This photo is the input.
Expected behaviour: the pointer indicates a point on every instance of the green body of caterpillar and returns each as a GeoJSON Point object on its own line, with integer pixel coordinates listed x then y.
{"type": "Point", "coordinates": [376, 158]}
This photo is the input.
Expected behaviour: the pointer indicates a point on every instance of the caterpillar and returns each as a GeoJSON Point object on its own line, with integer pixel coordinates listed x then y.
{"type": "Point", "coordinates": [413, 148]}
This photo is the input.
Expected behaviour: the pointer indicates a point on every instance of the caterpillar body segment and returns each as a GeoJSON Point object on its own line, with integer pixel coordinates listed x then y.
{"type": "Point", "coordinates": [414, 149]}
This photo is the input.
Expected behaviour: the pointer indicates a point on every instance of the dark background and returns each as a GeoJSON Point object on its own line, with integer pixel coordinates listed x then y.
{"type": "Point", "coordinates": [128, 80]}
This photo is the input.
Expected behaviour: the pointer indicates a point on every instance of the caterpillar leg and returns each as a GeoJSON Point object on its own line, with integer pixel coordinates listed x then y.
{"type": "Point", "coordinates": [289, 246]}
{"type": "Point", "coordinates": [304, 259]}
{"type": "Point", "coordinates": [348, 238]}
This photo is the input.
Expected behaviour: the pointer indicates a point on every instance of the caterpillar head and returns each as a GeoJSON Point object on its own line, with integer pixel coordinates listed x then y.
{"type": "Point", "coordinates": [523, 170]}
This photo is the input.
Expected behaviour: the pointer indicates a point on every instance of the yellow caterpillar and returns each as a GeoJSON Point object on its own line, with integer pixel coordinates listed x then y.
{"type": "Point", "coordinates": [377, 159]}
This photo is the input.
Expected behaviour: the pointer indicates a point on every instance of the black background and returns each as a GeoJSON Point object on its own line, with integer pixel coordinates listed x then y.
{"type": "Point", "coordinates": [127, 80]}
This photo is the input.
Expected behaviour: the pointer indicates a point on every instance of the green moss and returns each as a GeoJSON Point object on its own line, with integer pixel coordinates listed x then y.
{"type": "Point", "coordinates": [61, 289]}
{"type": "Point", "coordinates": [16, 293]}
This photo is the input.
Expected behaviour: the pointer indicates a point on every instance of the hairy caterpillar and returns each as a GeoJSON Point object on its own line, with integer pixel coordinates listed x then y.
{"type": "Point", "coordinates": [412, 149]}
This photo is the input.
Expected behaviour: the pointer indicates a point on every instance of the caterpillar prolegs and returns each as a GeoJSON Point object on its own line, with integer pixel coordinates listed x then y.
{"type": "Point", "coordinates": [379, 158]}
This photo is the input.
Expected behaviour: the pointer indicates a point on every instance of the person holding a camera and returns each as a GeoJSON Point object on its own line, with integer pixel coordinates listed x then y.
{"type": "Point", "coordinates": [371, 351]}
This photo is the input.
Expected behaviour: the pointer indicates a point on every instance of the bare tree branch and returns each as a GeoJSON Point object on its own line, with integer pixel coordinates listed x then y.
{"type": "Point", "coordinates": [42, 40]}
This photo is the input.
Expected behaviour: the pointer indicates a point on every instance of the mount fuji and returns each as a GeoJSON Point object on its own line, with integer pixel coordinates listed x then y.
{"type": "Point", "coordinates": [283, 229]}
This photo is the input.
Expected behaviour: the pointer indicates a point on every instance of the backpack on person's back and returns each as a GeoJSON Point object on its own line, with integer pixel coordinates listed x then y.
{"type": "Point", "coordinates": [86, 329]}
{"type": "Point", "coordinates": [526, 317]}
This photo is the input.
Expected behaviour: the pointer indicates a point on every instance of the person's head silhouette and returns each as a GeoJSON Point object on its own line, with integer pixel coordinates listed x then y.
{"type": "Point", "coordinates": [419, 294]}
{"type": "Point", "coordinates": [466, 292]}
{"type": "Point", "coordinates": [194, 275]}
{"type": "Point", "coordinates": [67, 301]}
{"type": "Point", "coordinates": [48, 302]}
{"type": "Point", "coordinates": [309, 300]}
━━━━━━━━━━━━━━━━━━━━
The task → Print all entries again, exactly.

Answer to this task →
This photo is the input.
Expected behaviour: the pointer indicates a point on every instance of the green body of caterpillar and returns each as a GeoJSON Point object on its own line, with integer pixel coordinates listed x then y.
{"type": "Point", "coordinates": [376, 158]}
This photo is the input.
Expected behaviour: the pointer indicates a point on every instance of the caterpillar and returns each as a GeoJSON Point object on its own line, with integer pixel coordinates listed x then y.
{"type": "Point", "coordinates": [413, 148]}
This photo is the input.
Expected behaviour: the pointer indicates a point on every instance of the caterpillar body segment and returns each as a GeoJSON Point object on its own line, with integer pixel coordinates listed x then y.
{"type": "Point", "coordinates": [414, 149]}
This photo is the input.
Expected behaviour: the pointer indicates a point on every instance of the dark background and returns each as a GeoJSON Point object on its own line, with integer pixel coordinates listed x then y.
{"type": "Point", "coordinates": [128, 80]}
This photo is the input.
Expected behaviour: the pointer indicates a point on every instance of the caterpillar leg and returns each as a GeoJSON Point object on its own line, with integer pixel coordinates listed x then y.
{"type": "Point", "coordinates": [289, 246]}
{"type": "Point", "coordinates": [304, 259]}
{"type": "Point", "coordinates": [348, 238]}
This photo is the input.
Expected behaviour: the pointer indicates a point on every instance of the caterpillar head and returns each as a GeoJSON Point object on its own line, with integer pixel coordinates listed x then y.
{"type": "Point", "coordinates": [523, 170]}
This photo is the input.
Expected behaviour: the pointer indicates a point on every instance of the yellow caterpillar and returns each as a GeoJSON Point object on its own line, with integer pixel coordinates listed x then y.
{"type": "Point", "coordinates": [377, 159]}
This photo is the input.
Expected behaviour: the pointer indicates a point on every instance of the black background and returns each as a GeoJSON Point object on its own line, with integer pixel coordinates listed x then y.
{"type": "Point", "coordinates": [127, 80]}
This photo is the input.
Expected behaviour: the pointer indicates a point on every instance of the green moss and returns each as a GeoJSON Point object on its own line, with integer pixel coordinates listed x then y.
{"type": "Point", "coordinates": [61, 289]}
{"type": "Point", "coordinates": [16, 293]}
This photo is the input.
Expected behaviour: the pointer indicates a point on every instance of the hairy caterpillar and returns each as a GeoJSON Point object on its own line, with integer pixel coordinates listed x then y.
{"type": "Point", "coordinates": [412, 149]}
This photo is the input.
Expected behaviour: the pointer indicates a point on every instance of the caterpillar prolegs and returns each as a GeoJSON Point object on its own line, with integer pixel coordinates listed x then y.
{"type": "Point", "coordinates": [379, 158]}
This photo is the input.
Expected behaviour: the pointer indicates a point on every instance of the person holding a camera and returns each as a GeoJSON Point object on its own line, with integer pixel coordinates listed x then y.
{"type": "Point", "coordinates": [371, 351]}
This photo is the input.
Expected behaviour: the pointer indicates a point on every instance of the bare tree branch and returns each as a GeoJSON Point object on its own line, with integer pixel coordinates listed x then y.
{"type": "Point", "coordinates": [42, 40]}
This photo is the input.
Expected behaviour: the pointer indicates a point on every instance of the mount fuji and returns each as a GeoJSON Point object on its own line, with integer pixel coordinates listed x then y.
{"type": "Point", "coordinates": [283, 229]}
This photo is the input.
Expected behaviour: the pointer indicates a point on every instance of the backpack on person's back and returns each as a GeoJSON Point object on its own line, with integer pixel coordinates listed x then y.
{"type": "Point", "coordinates": [86, 329]}
{"type": "Point", "coordinates": [526, 317]}
This photo is the input.
Expected behaviour: the pointer indicates a point on every instance of the person's head silhouette and returns each as a GeoJSON Point object on its own line, with integer pixel coordinates listed x then y.
{"type": "Point", "coordinates": [419, 294]}
{"type": "Point", "coordinates": [466, 292]}
{"type": "Point", "coordinates": [194, 275]}
{"type": "Point", "coordinates": [67, 301]}
{"type": "Point", "coordinates": [48, 302]}
{"type": "Point", "coordinates": [309, 300]}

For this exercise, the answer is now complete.